▶ ARBEITSANWEISUNGEN:
• 1. Beantworten Sie anhand des Textes zur Berufsausbildungsbeihilfe folgende Fragen:
(a) Wie hoch war die monatliche Ausbildungsvergütung im dritten Lehrjahr?
(b) Welchen Beruf übt der Vater der Auszubildenden aus?
(c) Welche Vorschrift bildete die rechtliche Grundlage der Streitigkeit?
• 2. Schreiben Sie aus dem Text zur Berufsausbildungsbeihilfe den Abschnitt von „Die Beschwerdeführerin hatte“ bis „von 260 Euro.“ wortgetreu ab.

Die Beschwerdeführerin hatte eine Ausbildung zur Fotografin absolviert. Dabei erhielt sie

  • im zweiten Lehrjahr eine monatliche Ausbildungsvergütung in Höhe von 200 Euro
  • und im dritten Lehrjahr in Höhe von 260 Euro.

Ihren Antrag auf Berufsausbildungsbeihilfe wies die Bundesagentur für Arbeit zurück mit dem Hinweis, das Einkommen der Eltern von jährlich ca. 100.000 Euro sichere der Auszubildenden einen angemessenen Lebensunterhalt.

Auszubildende klagt trotz gut verdienender Eltern auf Berufsausbildungsbeihilfe

Die Auszubildende gab sich mit der Zurückweisung ihres Antrags nicht zufrieden. Vertreten durch ihren Vater - von Beruf Rechtsanwalt - stritt sie erfolglos durch die sozialgerichtlichen Instanzen bis zum BVerfG.


Subsidiarität der Berufsausbildungsbeihilfe

Rechtliche Grundlage der Streitigkeit war § 56 Abs. 1 SGB III. Hiernach haben Auszubildende Anspruch auf Berufsausbildungsbeihilfe während einer Berufsausbildung u.a. dann,

  1. wenn die Berufsausbildung förderungsfähig ist,
  2. der oder die Auszubildende zum förderungsfähigen Personenkreis gehört,
  3. und dem oder der Auszubildenden die erforderlichen Mittel zur Deckung des Bedarfs für den Lebensunterhalt nicht anderweitig zur Verfügung stehen.

▶ BEREITGESTELLTES MATERIAL:
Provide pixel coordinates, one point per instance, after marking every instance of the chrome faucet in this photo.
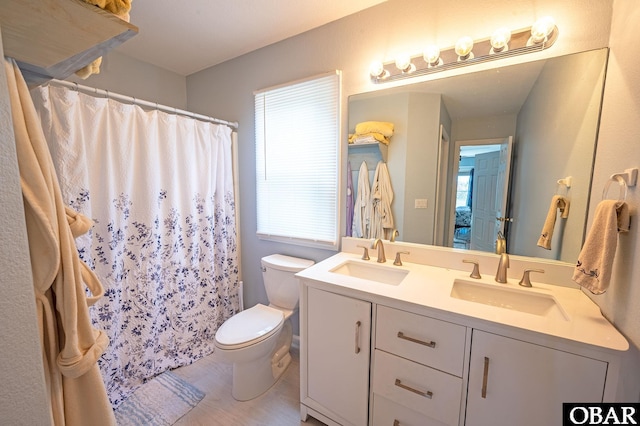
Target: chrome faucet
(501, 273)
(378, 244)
---
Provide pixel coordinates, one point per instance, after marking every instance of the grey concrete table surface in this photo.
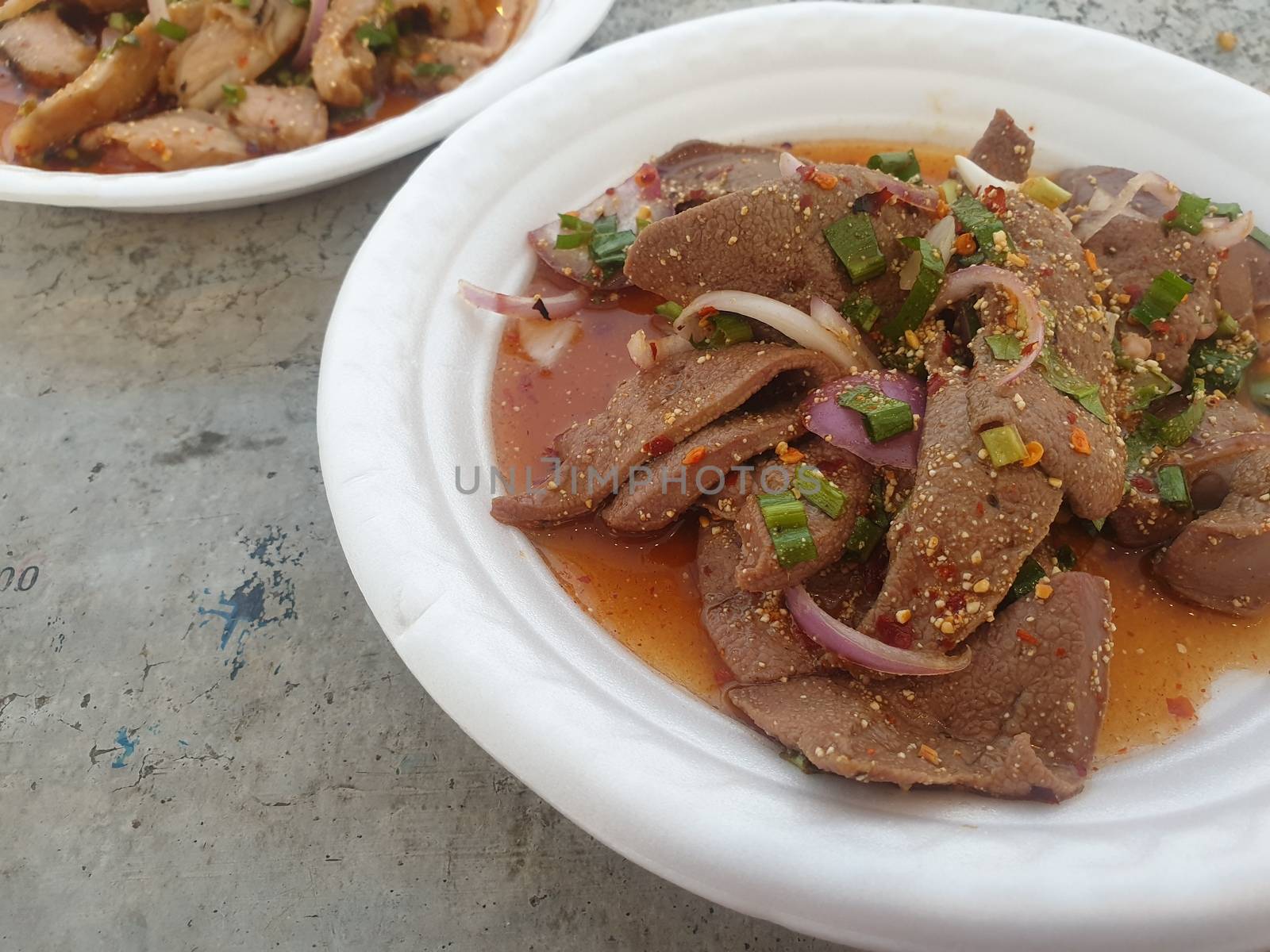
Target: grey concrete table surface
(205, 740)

▶ LÖSUNGEN:
• 1.
(a) 260 Euro
(b) Rechtsanwalt
(c) § 56 Abs. 1 SGB III

• 2.
Die Beschwerdeführerin hatte eine Ausbildung zur Fotografin absolviert. Dabei erhielt sie

  • im zweiten Lehrjahr eine monatliche Ausbildungsvergütung in Höhe von 200 Euro
  • und im dritten Lehrjahr in Höhe von 260 Euro.